* BEGIN EXTRACTED RECORDS *
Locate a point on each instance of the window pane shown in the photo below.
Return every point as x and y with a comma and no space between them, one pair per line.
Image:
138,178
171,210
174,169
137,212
* END EXTRACTED RECORDS *
Count the lines in the items above that contain the string "point" and report only that number.

2